--- START ---
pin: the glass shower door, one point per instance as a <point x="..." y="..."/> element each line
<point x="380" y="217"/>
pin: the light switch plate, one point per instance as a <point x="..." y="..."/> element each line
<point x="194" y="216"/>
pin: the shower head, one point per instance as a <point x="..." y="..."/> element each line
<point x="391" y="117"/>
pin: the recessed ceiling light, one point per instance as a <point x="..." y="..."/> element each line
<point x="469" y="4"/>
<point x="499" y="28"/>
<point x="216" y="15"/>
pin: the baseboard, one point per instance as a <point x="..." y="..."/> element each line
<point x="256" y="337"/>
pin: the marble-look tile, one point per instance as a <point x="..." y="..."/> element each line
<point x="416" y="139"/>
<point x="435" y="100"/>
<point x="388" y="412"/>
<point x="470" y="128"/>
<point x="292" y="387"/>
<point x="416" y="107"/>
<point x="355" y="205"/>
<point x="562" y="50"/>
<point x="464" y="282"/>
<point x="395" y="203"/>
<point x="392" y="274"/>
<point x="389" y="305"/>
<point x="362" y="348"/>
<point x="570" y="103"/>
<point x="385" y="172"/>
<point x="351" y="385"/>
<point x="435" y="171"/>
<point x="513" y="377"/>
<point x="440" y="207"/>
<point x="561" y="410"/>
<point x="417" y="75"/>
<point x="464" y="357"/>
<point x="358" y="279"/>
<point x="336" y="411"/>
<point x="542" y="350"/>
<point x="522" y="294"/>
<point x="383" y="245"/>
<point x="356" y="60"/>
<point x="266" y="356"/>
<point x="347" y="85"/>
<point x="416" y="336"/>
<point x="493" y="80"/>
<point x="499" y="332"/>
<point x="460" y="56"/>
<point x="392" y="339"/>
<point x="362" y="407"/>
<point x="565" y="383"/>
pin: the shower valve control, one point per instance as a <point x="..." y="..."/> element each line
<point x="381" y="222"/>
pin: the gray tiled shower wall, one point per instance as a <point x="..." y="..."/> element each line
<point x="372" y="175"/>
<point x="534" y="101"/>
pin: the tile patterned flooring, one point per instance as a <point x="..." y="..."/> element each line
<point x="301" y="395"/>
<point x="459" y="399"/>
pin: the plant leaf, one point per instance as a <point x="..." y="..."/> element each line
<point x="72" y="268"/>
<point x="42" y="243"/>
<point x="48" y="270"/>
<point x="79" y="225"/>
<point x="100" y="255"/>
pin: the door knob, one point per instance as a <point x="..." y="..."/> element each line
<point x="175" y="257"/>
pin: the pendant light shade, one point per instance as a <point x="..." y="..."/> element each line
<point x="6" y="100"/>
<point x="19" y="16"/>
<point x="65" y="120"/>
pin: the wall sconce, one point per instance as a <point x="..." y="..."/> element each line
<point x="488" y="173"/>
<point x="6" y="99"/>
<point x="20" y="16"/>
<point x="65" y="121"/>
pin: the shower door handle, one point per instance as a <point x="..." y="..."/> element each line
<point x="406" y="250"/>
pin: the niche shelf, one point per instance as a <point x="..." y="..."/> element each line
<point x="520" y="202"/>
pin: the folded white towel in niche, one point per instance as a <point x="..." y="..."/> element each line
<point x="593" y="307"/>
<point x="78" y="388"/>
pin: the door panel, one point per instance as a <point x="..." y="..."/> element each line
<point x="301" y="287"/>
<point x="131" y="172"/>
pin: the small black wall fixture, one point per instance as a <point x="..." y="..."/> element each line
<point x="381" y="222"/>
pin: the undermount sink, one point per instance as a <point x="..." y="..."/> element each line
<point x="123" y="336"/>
--- END ---
• _WORK TO BE COMPLETED_
Retype the entries exactly, please. Leave no line out.

• _WRITTEN REPLY_
pin: the glass shower door, one point per instance as a <point x="..." y="..."/> element each line
<point x="380" y="217"/>
pin: the light switch plate, one point per instance as a <point x="..." y="..."/> element each line
<point x="194" y="216"/>
pin: the shower head, one point per instance as a <point x="..." y="..."/> element each line
<point x="391" y="117"/>
pin: the recessed ceiling light, one point per instance as a <point x="..." y="..."/> element each line
<point x="469" y="4"/>
<point x="499" y="28"/>
<point x="216" y="15"/>
pin: the baseboard, one point per instance as a <point x="..." y="..."/> element each line
<point x="256" y="337"/>
pin: the marble-look tile, one point per instance as a <point x="..." y="..."/> element each line
<point x="416" y="139"/>
<point x="435" y="100"/>
<point x="388" y="412"/>
<point x="470" y="128"/>
<point x="292" y="387"/>
<point x="416" y="107"/>
<point x="355" y="205"/>
<point x="562" y="50"/>
<point x="464" y="282"/>
<point x="395" y="203"/>
<point x="392" y="274"/>
<point x="389" y="305"/>
<point x="362" y="348"/>
<point x="570" y="103"/>
<point x="385" y="172"/>
<point x="351" y="385"/>
<point x="435" y="171"/>
<point x="513" y="377"/>
<point x="440" y="207"/>
<point x="561" y="410"/>
<point x="417" y="75"/>
<point x="464" y="357"/>
<point x="358" y="279"/>
<point x="336" y="411"/>
<point x="542" y="350"/>
<point x="522" y="294"/>
<point x="383" y="245"/>
<point x="356" y="60"/>
<point x="266" y="356"/>
<point x="347" y="85"/>
<point x="416" y="336"/>
<point x="493" y="80"/>
<point x="499" y="332"/>
<point x="460" y="56"/>
<point x="392" y="339"/>
<point x="362" y="407"/>
<point x="565" y="383"/>
pin: the shower valve control, one point per instance as a <point x="..." y="..."/> element each line
<point x="381" y="222"/>
pin: the gray tiled shower wall, one point per instance as a <point x="..." y="..."/> element each line
<point x="372" y="175"/>
<point x="534" y="101"/>
pin: the tile patterned flooring, one point per instance as a <point x="..." y="..."/> element each line
<point x="301" y="395"/>
<point x="459" y="399"/>
pin: the plant leaf, one point per instance as a <point x="..." y="..."/> element each line
<point x="72" y="268"/>
<point x="42" y="243"/>
<point x="48" y="270"/>
<point x="79" y="225"/>
<point x="100" y="255"/>
pin: the door knob, one point per instance as a <point x="..." y="..."/> element each line
<point x="175" y="257"/>
pin: the pendant light shade, one point per instance as a <point x="..." y="..."/> element each line
<point x="6" y="100"/>
<point x="19" y="16"/>
<point x="65" y="120"/>
pin: the wall sconce, one point per instance as a <point x="..." y="..."/> element each line
<point x="488" y="173"/>
<point x="6" y="99"/>
<point x="20" y="16"/>
<point x="65" y="121"/>
pin: the shower door handle, one point per instance as a <point x="..." y="..."/> element each line
<point x="406" y="250"/>
pin: the niche shelf, one point per instance as a <point x="..." y="..."/> element each line
<point x="520" y="202"/>
pin: the folded white towel in niche, one point per instance as a <point x="..." y="..."/> element each line
<point x="593" y="307"/>
<point x="78" y="388"/>
pin: the door panel, one point per instance as a <point x="..." y="..."/> element each line
<point x="301" y="287"/>
<point x="131" y="172"/>
pin: the small black wall fixture, one point per instance as a <point x="..." y="..."/> element each line
<point x="381" y="222"/>
pin: the undermount sink, one point per instance as a <point x="..." y="..."/> element each line
<point x="123" y="336"/>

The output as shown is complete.